▶ [Excerpt provided]:
────────

The oophorectamy I’m having today is an outpatient procedure. If all goes well, I should be in and out the same day, and after three days of pumping and dumping (and Amalía’s grandma giving her milk I’ve stored) the anesthesia will be out of my system and I can feed her again.
So I’ve been trying not to get all Terms of Endearment about what I hope what will be a minor procedure. The doctor told me that there’s a 20% chance the mass is cancerous, given my history and the tumor’s size, but I’ve been trying to focus on the 80%. And eighty percent is pretty good odds, even though it’s a B-, and nobody likes a B-, not even in gym class. That’s probably my problem–my life is the equivalent of grade inflation; I have the family I always wanted (although I would like to keep adding to it), and my novel is coming out in a week; maybe I’ve been too lucky and now I want everything to be A+ all the time without the interference of clear-liquid diets, surgery, and whisperings of mortality.
But I’ve been talking to some of my girlfriends, and I think it’s not just me and my unrealistic expectations. One friend was about to go in for dental surgery when I called her, and, knowing she was about to be put under general anesthesia, she said she couldn’t stop thinking about who would raise her child if something were to happen to her, where her husband would move, and what influences would dominate her baby’s life. It may be maudlin, but it’s also natural and unavoidable. Everyone tells you that everything changes when you have a baby; this is just one of the unexpected ways in which that is true.
I think that’s one of the most significant things that changes when you have a child; you become aware that if something were to happen to you, you would miss out not only on experiencing your life, but also on witnessing his or hers. The joy of life doubles, but then, so does the risk, the potential loss.
I realize this blog’s a bit of a downer. And that’s how life has been lately, but only in moments. Because every day there are incidents that are so amazing, watching Amalía laugh at her grandparents who are visiting, as she tries to bite their knuckles to soothe her teething, or they pinch her nose. And those moments are so purely fun that they’re not even outweighed by the fear of missing out on them.

────────

▶ [Task requirements]:
a) Reproduce the post about surgery as a new mother word for word, starting at "The oophorectamy I’m" and ending at "feed her again.".
b) Resume the post about surgery as a new mother, picking up right after its final sentence.
The listing is unrelated to the post about surgery as a new mother.

────────

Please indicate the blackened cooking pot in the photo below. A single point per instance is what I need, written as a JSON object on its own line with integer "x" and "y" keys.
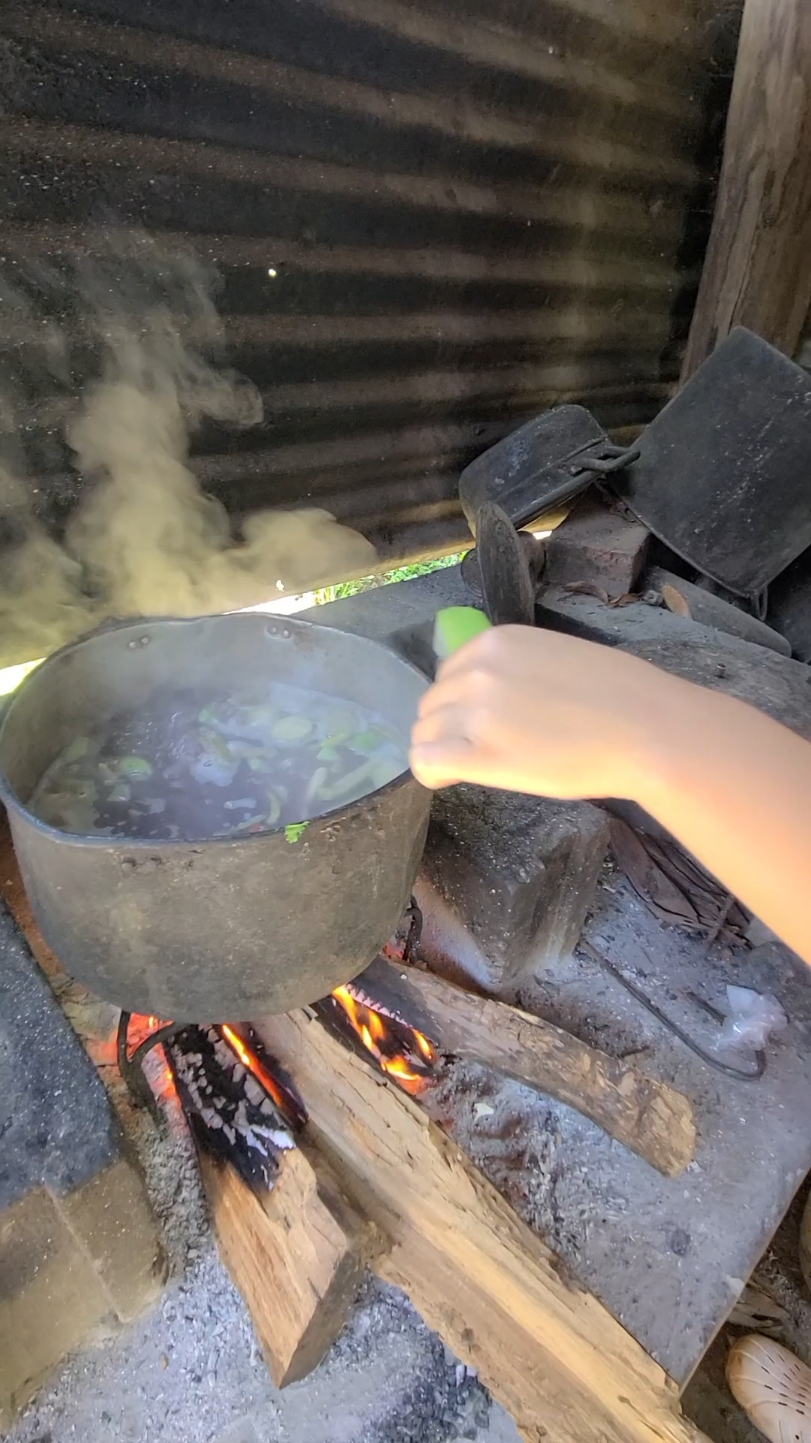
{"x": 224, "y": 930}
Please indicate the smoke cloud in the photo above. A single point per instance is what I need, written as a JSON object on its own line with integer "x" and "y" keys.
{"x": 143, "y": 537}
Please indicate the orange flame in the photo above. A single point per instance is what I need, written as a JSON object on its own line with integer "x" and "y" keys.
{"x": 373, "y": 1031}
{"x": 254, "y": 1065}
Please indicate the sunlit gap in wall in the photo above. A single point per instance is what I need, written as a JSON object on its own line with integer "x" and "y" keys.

────────

▶ [Answer set]:
a)
The oophorectamy I’m having today is an outpatient procedure. If all goes well, I should be in and out the same day, and after three days of pumping and dumping (and Amalía’s grandma giving her milk I’ve stored) the anesthesia will be out of my system and I can feed her again.

b)
So I’m trying not to worry too much, to stay calm until the surgery happens and to hope everything goes well. I do what I can to feel in control, employing the rituals that give me comfort. I pray. I went to church and took communion. I bought my mother a necklace with an image of Ganesh, remover of obstacles, on it. And I had my toenails painted, because every time I look at them while I’m having a medical test they cheer me up.
I also see signs everywhere, or I hear them rather; “the Rose” was playing on the muzak system during my MRI, and I remembered singing it with my sister in the backseat of the car on a drive across Greece with my parents. “Dynamite”, which was sort of a theme song of our wedding reception, played on the radio the way to one doctor’s appointment, and I had to laugh out loud that I considered a cheesy disco tune to be a message from on high. I saw a big rainbow en route to my pre-op blood typing. And every time Amalía chuckles her vaguely evil little chuckle I think it’s a promise that I’ve got a lot more of those coming to me.
Because after the initial appointment when I learned I need surgery, I rushed home to relieve the babysitter, who was already late for her next appointment, since what was supposed to be a routine doctor’s visit took so long. Then I wheeled Amalía’s stroller down to the beach to show her the ocean and to promise that there’ so much more we’re going to discover together in the future, and she laughed to show she understood what I was trying to tell her.